►

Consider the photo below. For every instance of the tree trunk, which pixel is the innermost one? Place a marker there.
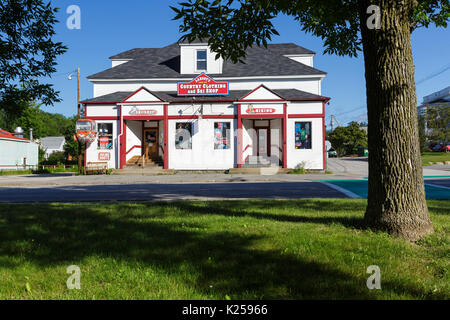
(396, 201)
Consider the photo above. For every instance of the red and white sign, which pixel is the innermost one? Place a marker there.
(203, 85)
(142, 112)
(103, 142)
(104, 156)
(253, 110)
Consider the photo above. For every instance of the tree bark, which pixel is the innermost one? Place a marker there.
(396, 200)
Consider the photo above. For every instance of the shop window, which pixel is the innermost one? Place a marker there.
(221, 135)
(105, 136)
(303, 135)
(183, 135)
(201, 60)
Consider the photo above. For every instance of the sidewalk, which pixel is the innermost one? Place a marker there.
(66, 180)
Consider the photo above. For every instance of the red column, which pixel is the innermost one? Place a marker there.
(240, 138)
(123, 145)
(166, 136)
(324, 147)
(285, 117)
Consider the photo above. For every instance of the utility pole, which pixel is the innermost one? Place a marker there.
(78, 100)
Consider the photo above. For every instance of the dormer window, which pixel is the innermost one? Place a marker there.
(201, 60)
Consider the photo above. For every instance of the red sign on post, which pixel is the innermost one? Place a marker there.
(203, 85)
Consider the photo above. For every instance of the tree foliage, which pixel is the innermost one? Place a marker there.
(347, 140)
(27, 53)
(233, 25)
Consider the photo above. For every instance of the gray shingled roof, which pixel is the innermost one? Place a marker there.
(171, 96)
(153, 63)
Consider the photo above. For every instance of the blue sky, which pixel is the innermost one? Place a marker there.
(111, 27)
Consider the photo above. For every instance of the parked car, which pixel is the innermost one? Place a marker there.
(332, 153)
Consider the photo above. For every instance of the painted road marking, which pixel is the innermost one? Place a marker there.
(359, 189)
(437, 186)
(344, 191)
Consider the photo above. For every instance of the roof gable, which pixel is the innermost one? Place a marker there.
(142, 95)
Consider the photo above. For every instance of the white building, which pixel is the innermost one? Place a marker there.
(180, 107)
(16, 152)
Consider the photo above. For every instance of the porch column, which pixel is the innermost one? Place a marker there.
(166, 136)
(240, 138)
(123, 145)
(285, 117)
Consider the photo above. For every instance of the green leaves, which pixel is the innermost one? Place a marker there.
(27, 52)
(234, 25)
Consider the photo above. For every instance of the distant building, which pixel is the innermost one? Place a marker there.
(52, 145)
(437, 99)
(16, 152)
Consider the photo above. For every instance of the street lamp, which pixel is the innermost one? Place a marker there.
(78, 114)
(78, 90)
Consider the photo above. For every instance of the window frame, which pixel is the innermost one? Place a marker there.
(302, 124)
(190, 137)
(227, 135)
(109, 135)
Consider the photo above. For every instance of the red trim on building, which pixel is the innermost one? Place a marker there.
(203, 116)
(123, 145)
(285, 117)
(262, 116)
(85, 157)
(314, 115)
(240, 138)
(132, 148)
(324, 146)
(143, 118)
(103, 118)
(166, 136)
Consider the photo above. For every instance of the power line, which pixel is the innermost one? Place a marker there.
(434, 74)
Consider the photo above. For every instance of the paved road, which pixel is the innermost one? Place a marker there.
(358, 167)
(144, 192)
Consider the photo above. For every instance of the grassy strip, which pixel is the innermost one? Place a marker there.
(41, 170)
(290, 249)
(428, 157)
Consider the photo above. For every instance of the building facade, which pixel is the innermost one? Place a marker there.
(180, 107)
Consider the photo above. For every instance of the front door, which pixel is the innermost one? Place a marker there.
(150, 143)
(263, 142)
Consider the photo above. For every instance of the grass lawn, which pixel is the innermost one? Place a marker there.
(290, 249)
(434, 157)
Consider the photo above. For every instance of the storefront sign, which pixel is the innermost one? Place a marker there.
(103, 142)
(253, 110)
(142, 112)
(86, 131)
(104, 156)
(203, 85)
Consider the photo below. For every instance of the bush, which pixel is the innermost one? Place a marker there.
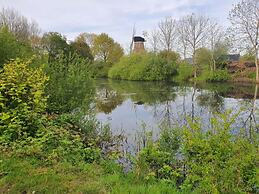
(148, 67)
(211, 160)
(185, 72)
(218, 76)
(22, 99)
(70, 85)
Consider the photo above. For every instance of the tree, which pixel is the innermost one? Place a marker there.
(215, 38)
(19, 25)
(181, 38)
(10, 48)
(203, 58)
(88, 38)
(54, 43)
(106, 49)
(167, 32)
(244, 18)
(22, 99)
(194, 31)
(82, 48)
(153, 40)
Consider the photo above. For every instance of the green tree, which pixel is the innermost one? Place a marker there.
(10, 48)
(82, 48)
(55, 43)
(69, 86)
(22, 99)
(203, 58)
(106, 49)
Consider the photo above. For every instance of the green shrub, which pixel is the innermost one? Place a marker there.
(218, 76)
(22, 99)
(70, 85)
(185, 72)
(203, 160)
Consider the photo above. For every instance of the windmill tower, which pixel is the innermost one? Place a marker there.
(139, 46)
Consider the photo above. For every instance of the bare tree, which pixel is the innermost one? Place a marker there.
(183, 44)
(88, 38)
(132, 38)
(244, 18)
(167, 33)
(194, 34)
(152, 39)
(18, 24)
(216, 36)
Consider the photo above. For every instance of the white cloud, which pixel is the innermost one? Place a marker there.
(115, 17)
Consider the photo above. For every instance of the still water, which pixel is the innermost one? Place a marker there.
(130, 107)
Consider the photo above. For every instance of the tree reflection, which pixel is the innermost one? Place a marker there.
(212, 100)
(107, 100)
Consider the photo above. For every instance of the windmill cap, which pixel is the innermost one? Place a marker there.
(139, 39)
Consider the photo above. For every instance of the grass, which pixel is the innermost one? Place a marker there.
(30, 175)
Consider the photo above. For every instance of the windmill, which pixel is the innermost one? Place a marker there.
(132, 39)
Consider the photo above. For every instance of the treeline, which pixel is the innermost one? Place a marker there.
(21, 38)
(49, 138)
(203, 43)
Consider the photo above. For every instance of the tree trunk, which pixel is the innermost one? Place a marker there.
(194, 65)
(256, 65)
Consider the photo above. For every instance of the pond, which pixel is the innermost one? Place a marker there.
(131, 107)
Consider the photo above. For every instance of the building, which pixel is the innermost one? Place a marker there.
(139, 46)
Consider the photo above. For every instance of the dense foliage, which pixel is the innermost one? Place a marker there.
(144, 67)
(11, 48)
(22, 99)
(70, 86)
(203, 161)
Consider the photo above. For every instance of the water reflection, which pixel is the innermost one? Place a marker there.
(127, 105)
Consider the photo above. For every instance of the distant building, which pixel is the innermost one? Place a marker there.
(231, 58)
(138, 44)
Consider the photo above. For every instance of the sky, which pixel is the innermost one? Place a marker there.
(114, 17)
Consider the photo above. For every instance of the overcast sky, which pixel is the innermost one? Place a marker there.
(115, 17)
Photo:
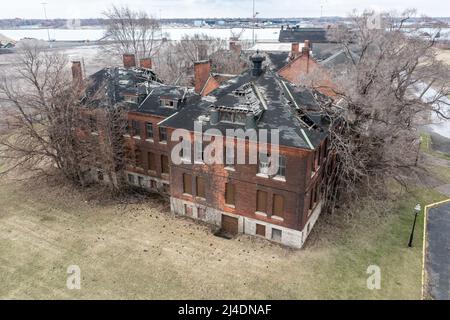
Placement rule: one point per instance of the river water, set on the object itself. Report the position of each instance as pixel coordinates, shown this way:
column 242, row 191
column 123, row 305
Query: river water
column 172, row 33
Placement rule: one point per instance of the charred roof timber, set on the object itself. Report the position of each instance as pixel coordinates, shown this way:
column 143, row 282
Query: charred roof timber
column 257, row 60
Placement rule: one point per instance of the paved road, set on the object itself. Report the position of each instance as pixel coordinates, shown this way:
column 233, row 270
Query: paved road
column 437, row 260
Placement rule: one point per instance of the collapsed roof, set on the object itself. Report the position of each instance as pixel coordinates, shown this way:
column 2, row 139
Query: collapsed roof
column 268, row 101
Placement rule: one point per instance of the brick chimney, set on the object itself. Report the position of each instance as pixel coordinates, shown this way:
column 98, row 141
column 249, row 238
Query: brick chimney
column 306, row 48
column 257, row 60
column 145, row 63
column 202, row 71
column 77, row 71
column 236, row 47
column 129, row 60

◄
►

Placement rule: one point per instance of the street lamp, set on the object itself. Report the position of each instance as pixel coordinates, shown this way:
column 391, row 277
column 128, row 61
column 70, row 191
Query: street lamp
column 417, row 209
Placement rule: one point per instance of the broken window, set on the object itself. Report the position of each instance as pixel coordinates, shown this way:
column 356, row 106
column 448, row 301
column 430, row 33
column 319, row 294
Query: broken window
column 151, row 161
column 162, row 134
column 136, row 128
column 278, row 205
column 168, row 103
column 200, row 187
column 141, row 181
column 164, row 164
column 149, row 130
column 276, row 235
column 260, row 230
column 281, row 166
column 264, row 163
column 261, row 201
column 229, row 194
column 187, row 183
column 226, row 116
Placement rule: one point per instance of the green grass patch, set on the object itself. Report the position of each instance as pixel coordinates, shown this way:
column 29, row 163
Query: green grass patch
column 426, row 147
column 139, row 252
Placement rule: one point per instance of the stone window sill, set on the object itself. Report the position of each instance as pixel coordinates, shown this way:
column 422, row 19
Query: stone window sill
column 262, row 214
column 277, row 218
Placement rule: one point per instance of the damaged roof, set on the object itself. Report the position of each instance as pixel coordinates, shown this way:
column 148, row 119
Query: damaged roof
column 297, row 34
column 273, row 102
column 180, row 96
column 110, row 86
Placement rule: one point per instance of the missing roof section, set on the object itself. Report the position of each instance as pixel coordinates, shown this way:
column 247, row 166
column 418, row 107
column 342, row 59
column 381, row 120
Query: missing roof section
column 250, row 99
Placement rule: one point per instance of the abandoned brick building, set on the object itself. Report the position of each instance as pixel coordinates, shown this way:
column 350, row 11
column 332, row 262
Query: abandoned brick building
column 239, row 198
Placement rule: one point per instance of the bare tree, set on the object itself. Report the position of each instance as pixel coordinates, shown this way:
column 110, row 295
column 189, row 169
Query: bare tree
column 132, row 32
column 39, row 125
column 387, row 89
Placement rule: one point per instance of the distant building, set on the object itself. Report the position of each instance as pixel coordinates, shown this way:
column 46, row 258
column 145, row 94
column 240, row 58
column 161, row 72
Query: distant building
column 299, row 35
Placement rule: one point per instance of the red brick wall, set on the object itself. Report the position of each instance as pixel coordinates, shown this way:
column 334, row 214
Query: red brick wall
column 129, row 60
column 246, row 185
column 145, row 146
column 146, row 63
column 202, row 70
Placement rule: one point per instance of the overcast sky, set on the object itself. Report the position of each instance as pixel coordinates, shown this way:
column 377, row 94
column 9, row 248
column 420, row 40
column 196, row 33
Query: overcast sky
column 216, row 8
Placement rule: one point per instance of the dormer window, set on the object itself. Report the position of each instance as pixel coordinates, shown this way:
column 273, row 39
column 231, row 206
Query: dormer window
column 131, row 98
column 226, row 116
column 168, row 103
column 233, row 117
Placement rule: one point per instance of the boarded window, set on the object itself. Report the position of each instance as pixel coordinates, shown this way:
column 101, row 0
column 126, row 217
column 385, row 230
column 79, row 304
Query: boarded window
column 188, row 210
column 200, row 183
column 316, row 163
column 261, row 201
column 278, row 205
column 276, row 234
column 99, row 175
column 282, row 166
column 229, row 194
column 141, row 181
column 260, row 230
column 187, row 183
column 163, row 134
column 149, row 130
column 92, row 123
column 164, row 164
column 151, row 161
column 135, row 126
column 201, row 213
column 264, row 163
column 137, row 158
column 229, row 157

◄
►

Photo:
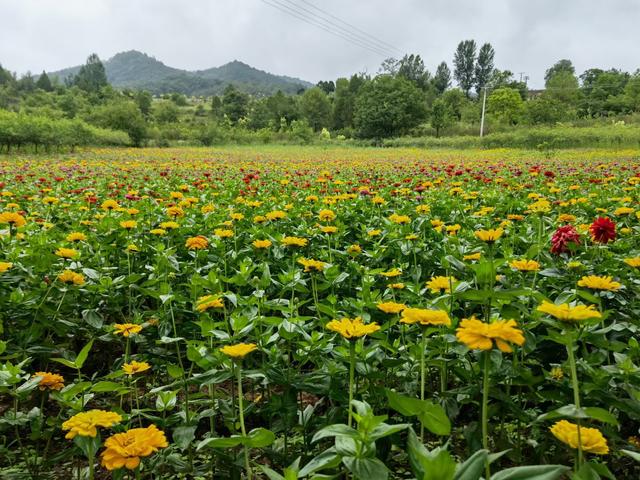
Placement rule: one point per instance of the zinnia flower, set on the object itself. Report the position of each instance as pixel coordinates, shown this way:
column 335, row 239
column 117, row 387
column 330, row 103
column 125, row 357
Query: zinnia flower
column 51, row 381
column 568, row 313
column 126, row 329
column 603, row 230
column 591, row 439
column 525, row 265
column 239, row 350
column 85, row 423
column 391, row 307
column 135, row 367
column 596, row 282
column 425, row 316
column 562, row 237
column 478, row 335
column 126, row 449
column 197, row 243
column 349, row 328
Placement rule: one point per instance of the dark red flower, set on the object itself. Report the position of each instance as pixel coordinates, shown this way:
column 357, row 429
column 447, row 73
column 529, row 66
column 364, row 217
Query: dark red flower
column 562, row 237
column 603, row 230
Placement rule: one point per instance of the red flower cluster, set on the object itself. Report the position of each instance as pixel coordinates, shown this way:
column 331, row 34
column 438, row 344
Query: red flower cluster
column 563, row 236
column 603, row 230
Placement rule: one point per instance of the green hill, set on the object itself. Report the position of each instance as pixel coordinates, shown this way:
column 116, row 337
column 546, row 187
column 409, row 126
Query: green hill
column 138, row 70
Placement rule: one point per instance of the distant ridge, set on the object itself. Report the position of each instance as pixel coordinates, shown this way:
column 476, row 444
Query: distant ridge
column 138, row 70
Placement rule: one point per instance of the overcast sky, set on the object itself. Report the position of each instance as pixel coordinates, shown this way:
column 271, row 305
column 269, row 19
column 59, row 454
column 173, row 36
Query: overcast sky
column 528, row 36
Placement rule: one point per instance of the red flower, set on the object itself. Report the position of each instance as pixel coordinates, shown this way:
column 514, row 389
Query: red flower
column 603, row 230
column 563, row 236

◄

### YOUR TASK
Would you quote everything above from the line containing "Placement rule: one point per instance of the damaged" down to the line containing "column 247, row 166"? Include both of those lines and nothing else.

### ANSWER FOR THE TASK
Placement rule: one point per instance of the damaged roof, set on the object itself. Report the position of each instance as pixel coordinates, shown this way:
column 148, row 119
Query: damaged roof
column 297, row 34
column 273, row 102
column 180, row 96
column 110, row 86
Placement rule: one point per instance of the missing roof section, set on the object itself. Report the position of each instance as pixel coordinates, shown this way:
column 247, row 166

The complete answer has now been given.